### What this task involves:
Lay out the lines of the records below as a Markdown table with the columns Row and Line. Start with the line containing "fan light, laid" and go on through the line containing "pixel 341 115", both ends included and blank lines left out.
--------------------
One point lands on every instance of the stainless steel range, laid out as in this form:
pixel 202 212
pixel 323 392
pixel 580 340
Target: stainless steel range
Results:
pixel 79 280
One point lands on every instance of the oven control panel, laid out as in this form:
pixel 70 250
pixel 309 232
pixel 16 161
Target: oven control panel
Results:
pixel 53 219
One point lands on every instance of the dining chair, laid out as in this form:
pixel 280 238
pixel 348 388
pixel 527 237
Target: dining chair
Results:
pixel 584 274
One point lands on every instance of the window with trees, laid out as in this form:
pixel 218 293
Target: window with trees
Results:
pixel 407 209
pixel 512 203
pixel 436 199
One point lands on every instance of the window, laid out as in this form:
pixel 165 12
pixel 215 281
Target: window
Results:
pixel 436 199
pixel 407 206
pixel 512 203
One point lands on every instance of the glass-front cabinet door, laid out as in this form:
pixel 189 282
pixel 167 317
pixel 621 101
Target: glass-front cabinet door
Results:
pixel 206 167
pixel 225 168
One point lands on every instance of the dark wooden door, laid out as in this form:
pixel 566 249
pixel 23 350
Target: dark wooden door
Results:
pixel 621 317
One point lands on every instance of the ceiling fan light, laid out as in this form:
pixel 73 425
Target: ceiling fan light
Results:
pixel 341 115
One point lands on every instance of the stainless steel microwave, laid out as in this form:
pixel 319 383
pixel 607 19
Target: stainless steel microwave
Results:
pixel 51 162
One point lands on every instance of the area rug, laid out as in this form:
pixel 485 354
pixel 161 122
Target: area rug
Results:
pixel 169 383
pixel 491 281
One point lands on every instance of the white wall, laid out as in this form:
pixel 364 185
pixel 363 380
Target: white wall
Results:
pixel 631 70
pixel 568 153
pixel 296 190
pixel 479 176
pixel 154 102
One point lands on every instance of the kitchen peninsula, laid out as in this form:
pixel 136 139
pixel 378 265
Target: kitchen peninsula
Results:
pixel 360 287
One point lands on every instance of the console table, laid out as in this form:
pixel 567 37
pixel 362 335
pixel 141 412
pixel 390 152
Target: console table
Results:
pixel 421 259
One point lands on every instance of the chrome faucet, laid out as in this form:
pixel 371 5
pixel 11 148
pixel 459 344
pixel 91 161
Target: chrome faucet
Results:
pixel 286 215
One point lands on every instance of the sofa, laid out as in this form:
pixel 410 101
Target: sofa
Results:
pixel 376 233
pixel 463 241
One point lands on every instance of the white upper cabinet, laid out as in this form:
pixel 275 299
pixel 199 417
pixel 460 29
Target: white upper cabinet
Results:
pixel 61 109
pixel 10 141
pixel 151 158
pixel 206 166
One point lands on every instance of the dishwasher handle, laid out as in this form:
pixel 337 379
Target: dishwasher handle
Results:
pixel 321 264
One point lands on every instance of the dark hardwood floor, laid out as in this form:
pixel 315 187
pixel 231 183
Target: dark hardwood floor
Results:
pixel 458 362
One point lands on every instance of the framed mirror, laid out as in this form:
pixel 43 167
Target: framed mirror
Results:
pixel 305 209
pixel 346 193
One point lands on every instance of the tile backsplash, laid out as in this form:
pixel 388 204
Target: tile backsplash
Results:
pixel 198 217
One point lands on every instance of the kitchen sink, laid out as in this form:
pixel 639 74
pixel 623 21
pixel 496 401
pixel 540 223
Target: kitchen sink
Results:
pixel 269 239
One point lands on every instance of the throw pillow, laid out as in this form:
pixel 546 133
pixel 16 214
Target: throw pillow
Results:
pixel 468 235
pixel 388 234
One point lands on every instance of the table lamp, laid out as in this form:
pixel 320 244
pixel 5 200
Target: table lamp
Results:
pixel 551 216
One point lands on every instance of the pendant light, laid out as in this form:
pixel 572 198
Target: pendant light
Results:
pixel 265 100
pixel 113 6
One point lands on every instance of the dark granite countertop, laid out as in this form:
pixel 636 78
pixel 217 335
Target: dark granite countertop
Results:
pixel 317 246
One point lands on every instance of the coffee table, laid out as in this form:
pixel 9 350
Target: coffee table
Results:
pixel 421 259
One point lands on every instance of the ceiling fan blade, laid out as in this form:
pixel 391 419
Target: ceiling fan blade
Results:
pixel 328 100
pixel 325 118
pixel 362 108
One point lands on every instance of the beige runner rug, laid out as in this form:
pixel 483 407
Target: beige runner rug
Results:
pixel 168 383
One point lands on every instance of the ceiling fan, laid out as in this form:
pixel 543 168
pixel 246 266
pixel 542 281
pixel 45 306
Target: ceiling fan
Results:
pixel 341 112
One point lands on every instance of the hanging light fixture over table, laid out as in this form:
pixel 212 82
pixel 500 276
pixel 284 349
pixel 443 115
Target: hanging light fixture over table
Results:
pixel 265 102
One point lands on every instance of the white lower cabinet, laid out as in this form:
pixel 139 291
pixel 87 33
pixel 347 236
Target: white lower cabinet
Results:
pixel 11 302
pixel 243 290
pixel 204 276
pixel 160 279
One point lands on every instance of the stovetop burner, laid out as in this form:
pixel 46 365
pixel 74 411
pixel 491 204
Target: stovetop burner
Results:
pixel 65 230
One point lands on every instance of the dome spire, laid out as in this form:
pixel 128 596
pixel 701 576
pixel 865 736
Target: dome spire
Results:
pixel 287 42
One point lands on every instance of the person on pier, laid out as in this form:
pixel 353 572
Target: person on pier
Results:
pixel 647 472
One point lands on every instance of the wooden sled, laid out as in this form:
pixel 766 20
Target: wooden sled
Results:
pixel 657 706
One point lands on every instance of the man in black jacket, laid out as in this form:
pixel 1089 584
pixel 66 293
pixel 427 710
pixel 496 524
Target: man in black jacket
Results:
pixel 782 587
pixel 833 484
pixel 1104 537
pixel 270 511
--------------------
### Written answer:
| Row | Line |
|---|---|
| 1 | One point lands on every instance of the ceiling fan light, laid out as in this form: |
| 2 | pixel 73 425 |
| 3 | Target: ceiling fan light |
| 4 | Results: |
| 5 | pixel 341 115 |